* BEGIN Text to read *

- The USD/INR remains steady near 85.85 as weak US jobs data fails to lift the INR.
- US Initial Jobless Claims rise to 247,000, adding pressure on the US Dollar ahead of the May NFP report due on Friday.
- Indian equities rise; the Sensex gains 444 points, adding to the Rupee's strength amid improved risk sentiment.
- The RBI's rate decision is due on Friday, with markets widely expecting a 25-basis-point cut to support growth.
The Indian Rupee (INR) is trading flat against the US Dollar (USD) on Thursday during the American session, as USD/INR trims its earlier losses despite weaker US labor market data. The pair bounced off the intraday low of 85.66 and is now hovering near 85.86, showing resilience even after Initial Jobless Claims rose to 247,000 in the week ending May 31. The muted Rupee reaction suggests traders remain cautious ahead of Friday’s key Nonfarm Payrolls and the RBI policy decision
On the equity front, Indian stocks posted mild gains, further boosting sentiment. The BSE Sensex rallied 444 points to close at 81,442, while the NSE Nifty advanced 131 points to finish at 24,751. The risk-on tone in equities lent additional support to the Rupee, easing concerns over capital outflows and reinforcing expectations of continued foreign inflows.
All eyes are now on the RBI’s monetary policy announcement, scheduled for Friday. Markets widely anticipate a 25-basis-point rate cut — the third consecutive reduction — amid easing inflation and the central bank’s push to support growth momentum. The outcome could play a key role in shaping the near-term direction for the INR.
Market movers: Weak US data, RBI policy, and upcoming jobs numbers in the spotlight
- Initial Jobless Claims in the US climbed to 247,000 in the week ending May 31, up from the previous week’s 240,000 and defying expectations for a decline to 235,000. The surprise increase points to some cooling in the labor market and added pressure on the US Dollar.
- The US Dollar Index (DXY), which tracks the Greenback against a basket of six major currencies, initially weakened after soft labor data but quickly reversed course, paring all losses to trade near 98.81 at the time of writing, as markets reassessed the broader outlook for US monetary policy.

* END Text to read *
* BEGIN Listing *

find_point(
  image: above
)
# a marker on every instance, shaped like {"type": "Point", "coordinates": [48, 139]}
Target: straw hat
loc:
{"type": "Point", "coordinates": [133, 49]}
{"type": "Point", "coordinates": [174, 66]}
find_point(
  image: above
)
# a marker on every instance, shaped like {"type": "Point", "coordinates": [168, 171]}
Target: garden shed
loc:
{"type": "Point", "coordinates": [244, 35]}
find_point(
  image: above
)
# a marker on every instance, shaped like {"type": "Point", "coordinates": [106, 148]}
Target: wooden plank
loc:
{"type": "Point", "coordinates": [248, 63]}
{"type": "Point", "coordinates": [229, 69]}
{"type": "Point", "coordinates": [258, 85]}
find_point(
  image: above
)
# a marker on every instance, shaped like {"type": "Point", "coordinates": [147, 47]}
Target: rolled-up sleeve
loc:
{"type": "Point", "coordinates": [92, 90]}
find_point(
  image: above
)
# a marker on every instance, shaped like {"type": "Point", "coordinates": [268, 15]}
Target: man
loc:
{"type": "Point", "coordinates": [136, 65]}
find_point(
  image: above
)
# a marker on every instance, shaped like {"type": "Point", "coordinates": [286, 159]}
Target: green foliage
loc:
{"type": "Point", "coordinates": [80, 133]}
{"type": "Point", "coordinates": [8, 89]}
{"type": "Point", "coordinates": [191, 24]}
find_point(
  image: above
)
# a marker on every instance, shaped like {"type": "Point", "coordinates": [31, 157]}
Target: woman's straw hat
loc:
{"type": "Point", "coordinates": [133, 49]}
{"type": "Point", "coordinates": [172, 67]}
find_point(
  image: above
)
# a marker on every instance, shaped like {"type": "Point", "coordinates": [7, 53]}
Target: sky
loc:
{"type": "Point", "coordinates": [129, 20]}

* END Listing *

Exercise instructions:
- 1) In the Rupee market report, shorten the paragraph that begins "On the equity front" while keeping its main facts.
- 2) Continue the Rupee market report from its last sentence.
The listing isn't needed for any of this.

Final answers:
- 1) Indian stocks rose modestly. The BSE Sensex gained 444 points to close at 81,442, and the NSE Nifty added 131 points to end at 24,751. This risk-on mood supported the Rupee, eased worries about capital outflows and strengthened expectations of continued foreign inflows.

- 2)
- The US economy showed signs of cooling in May. The ISM Services PMI dropped to 49.9 in May from 51.6 in April, falling short of the 52.0 market forecast and marking the first contraction in the services sector since 2024. The ADP Employment Change showed US private sector payrolls rose by just 37,000, well below expectations of 115,000, and sharply lower than April’s revised 60,000.
- US President Donald Trump renewed his criticism of Federal Reserve (Fed) Chair Jerome Powell on Wednesday, urging immediate rate cuts in response to the disappointing ADP report. “ADP number out. ‘Too Late’ Powell must now lower the rate. He is unbelievable. Europe has lowered NINE times,” Trump said in a Truth Social post.
- Following Wednesday’s data, markets are now pricing in two Fed rate cuts in 2025, with the first move likely in October. According to LSEG data, traders have priced in 56 basis points of total cuts this year. The CME FedWatch Tool shows a 75% probability of a rate cut in September.
- The HSBC India Composite PMI declined to 59.3 in May from the flash estimate of 61.2, though it remained slightly above April’s 59.7. The drop was mainly attributed to softer factory output. Meanwhile, the Services PMI was revised down to 58.8 from 61.2 but still edged higher than April’s 58.7, marking the fastest pace of expansion since February, supported by a continued rise in output and new orders.
- Oil prices steady on Thursday following a sharp midweek sell-off. Lower energy costs are typically favorable for the Indian Rupee, helping ease trade deficit concerns and import-driven inflation.
- The spotlight shifts to May's Nonfarm Payrolls report due on Friday, which could provide the next major cue for Fed policy expectations and the direction of the USD.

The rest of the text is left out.